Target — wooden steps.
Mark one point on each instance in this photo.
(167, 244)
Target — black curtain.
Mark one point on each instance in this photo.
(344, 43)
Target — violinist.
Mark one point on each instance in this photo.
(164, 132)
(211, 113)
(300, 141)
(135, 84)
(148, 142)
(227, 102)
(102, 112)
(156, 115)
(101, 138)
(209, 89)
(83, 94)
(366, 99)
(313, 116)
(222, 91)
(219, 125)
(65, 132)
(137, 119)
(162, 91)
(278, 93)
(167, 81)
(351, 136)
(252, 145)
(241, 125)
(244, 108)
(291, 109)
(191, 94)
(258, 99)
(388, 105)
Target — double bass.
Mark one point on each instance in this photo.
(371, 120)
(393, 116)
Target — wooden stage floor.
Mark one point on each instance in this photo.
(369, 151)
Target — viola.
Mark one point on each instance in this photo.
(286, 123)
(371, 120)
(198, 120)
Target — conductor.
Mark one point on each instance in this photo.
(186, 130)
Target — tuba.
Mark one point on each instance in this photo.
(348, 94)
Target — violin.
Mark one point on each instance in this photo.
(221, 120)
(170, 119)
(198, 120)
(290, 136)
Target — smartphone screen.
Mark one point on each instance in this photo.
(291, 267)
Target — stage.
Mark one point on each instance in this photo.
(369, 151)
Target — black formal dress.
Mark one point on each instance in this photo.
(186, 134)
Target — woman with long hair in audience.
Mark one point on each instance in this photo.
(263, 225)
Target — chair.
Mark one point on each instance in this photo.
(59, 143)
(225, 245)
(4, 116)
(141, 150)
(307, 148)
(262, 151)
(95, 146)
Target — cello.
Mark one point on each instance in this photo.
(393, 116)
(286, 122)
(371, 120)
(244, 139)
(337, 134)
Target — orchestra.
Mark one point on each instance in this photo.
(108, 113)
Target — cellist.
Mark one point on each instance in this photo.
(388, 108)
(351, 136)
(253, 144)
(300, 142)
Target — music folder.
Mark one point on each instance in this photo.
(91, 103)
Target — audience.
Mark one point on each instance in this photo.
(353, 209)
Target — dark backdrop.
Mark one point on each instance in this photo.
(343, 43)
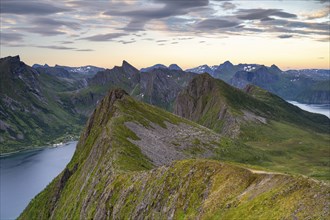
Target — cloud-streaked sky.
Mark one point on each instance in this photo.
(291, 34)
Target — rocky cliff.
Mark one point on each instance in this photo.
(124, 168)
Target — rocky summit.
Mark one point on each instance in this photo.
(124, 168)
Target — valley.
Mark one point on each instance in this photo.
(134, 147)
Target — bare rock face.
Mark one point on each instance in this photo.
(190, 103)
(215, 105)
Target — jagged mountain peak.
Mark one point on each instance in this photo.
(128, 68)
(227, 63)
(174, 67)
(275, 68)
(156, 66)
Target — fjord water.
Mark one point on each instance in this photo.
(323, 109)
(23, 175)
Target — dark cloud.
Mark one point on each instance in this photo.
(56, 47)
(10, 37)
(148, 39)
(42, 31)
(22, 7)
(49, 23)
(104, 37)
(322, 26)
(214, 24)
(126, 42)
(284, 36)
(84, 50)
(259, 14)
(66, 42)
(228, 6)
(166, 9)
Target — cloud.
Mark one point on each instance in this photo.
(41, 30)
(127, 42)
(84, 50)
(259, 14)
(49, 23)
(228, 6)
(285, 36)
(320, 26)
(162, 9)
(10, 37)
(214, 24)
(104, 37)
(22, 7)
(56, 47)
(66, 42)
(322, 13)
(323, 1)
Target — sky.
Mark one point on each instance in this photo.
(291, 34)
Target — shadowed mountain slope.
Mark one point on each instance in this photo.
(292, 139)
(123, 169)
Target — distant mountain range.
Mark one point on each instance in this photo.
(45, 99)
(137, 161)
(222, 153)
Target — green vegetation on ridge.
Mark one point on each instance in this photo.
(110, 178)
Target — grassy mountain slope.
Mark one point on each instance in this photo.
(123, 168)
(319, 93)
(31, 111)
(292, 139)
(158, 87)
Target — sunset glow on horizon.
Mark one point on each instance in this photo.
(292, 35)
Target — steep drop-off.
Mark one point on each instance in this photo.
(294, 140)
(32, 111)
(123, 169)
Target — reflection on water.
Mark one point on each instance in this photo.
(23, 175)
(323, 109)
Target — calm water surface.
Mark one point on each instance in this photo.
(321, 109)
(23, 175)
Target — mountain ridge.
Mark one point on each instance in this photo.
(111, 177)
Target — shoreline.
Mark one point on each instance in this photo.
(35, 149)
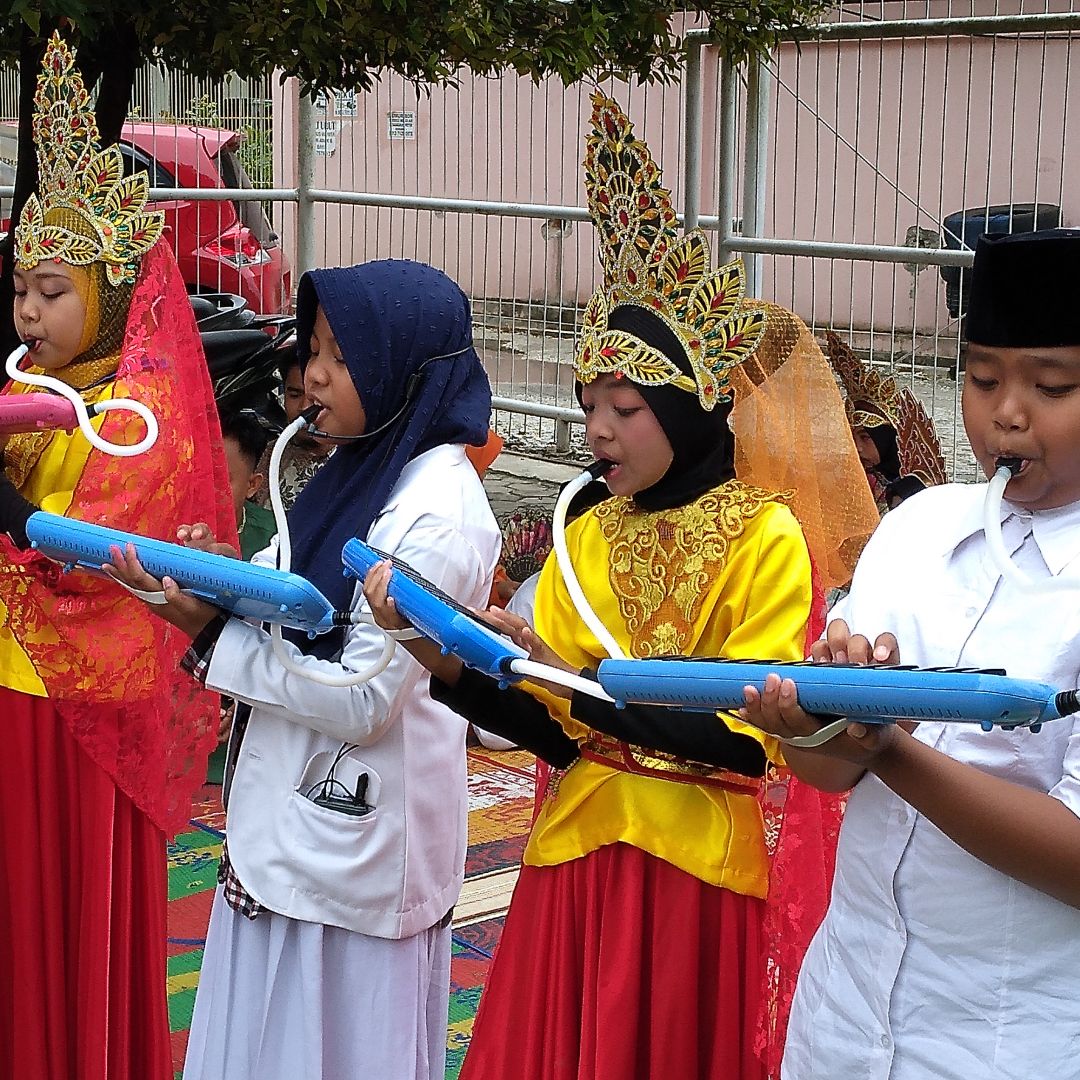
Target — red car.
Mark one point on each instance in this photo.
(221, 246)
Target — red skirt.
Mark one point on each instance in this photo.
(82, 912)
(620, 967)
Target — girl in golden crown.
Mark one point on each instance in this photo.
(104, 741)
(640, 941)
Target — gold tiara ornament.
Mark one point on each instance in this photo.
(647, 265)
(88, 211)
(873, 400)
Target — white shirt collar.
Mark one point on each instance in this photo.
(1056, 531)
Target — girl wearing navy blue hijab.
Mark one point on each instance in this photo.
(328, 948)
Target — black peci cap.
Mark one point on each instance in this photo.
(1025, 291)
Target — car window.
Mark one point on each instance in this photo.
(135, 160)
(251, 214)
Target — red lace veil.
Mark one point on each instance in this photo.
(108, 664)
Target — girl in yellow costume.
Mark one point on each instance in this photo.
(639, 941)
(103, 741)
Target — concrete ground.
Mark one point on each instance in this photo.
(515, 480)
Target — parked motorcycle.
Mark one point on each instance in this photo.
(245, 354)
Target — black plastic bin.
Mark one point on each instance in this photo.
(963, 228)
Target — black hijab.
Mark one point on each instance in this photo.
(703, 444)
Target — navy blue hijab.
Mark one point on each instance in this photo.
(391, 320)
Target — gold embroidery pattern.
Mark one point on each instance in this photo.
(662, 562)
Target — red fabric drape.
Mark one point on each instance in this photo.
(107, 663)
(648, 972)
(82, 913)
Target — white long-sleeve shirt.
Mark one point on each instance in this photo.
(930, 964)
(397, 869)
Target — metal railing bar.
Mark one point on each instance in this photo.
(859, 253)
(537, 408)
(960, 26)
(450, 205)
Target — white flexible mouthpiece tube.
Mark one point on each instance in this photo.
(285, 561)
(532, 670)
(991, 527)
(563, 557)
(80, 407)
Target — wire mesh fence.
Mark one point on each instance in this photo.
(852, 172)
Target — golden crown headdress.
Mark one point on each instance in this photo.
(873, 400)
(646, 264)
(88, 211)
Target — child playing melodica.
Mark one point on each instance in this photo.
(952, 945)
(636, 944)
(328, 948)
(104, 741)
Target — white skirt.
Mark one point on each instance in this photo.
(280, 999)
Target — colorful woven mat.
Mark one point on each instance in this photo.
(500, 809)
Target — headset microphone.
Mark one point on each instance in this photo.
(412, 388)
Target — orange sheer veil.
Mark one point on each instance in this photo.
(108, 664)
(792, 434)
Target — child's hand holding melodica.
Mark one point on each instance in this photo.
(777, 710)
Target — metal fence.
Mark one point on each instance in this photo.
(832, 169)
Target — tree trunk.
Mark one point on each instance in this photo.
(113, 57)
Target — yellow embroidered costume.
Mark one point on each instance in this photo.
(634, 944)
(105, 740)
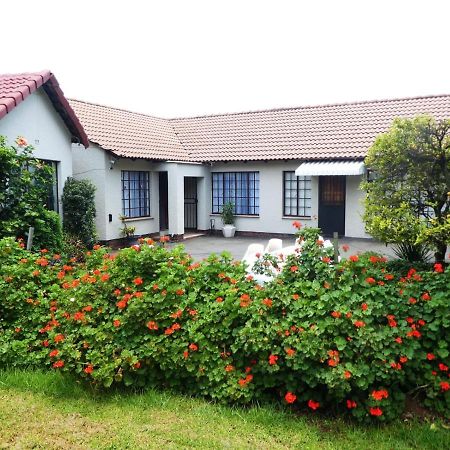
☆ ☆ ☆ ☆
Problem requirements: Return exactly the lines that appear in the data above between the line containing "Target — black formal dress." and the line containing "Target — dark cloud.", both of which are included, and leave the pictures out.

Solution to the exercise:
Target — black formal dress.
Mark one point on each instance in this photo.
(186, 134)
Target — woman with long hair in audience.
Mark one point on each instance in this photo.
(263, 225)
Target — chair.
Mark one point on each instance in this photo.
(59, 143)
(225, 245)
(4, 116)
(141, 150)
(307, 148)
(262, 151)
(95, 146)
Target — cello.
Mark one point on each instance in this photo.
(393, 116)
(286, 122)
(371, 120)
(244, 139)
(337, 134)
Target — orchestra.
Mark one point on each instance in this photo.
(108, 113)
Target — cellist.
Mark one point on each instance in this photo.
(388, 108)
(351, 136)
(253, 144)
(300, 142)
Target — music folder.
Mark one point on each instance in this photo.
(91, 103)
Target — audience.
Mark one point on each instance in this photo.
(353, 209)
Target — dark backdrop.
Mark one point on each instance in this photo.
(343, 43)
Target — cloud-streaked sky.
Mark one point on each instance in this photo.
(291, 34)
Target — rocky cliff.
Mark one point on each instance in this photo.
(124, 168)
Target — rocky summit.
Mark one point on each instance in this photo.
(124, 168)
Target — valley.
Mark one point on each instance in this photo.
(134, 147)
Target — bare rock face.
Mark one point on each instance in this photo.
(190, 103)
(215, 105)
Target — jagged mountain peak.
Mark one point on each instance in this photo.
(128, 68)
(227, 63)
(174, 67)
(275, 68)
(156, 66)
Target — fjord water.
Mark one point on each instance in this photo.
(323, 109)
(23, 175)
Target — dark cloud.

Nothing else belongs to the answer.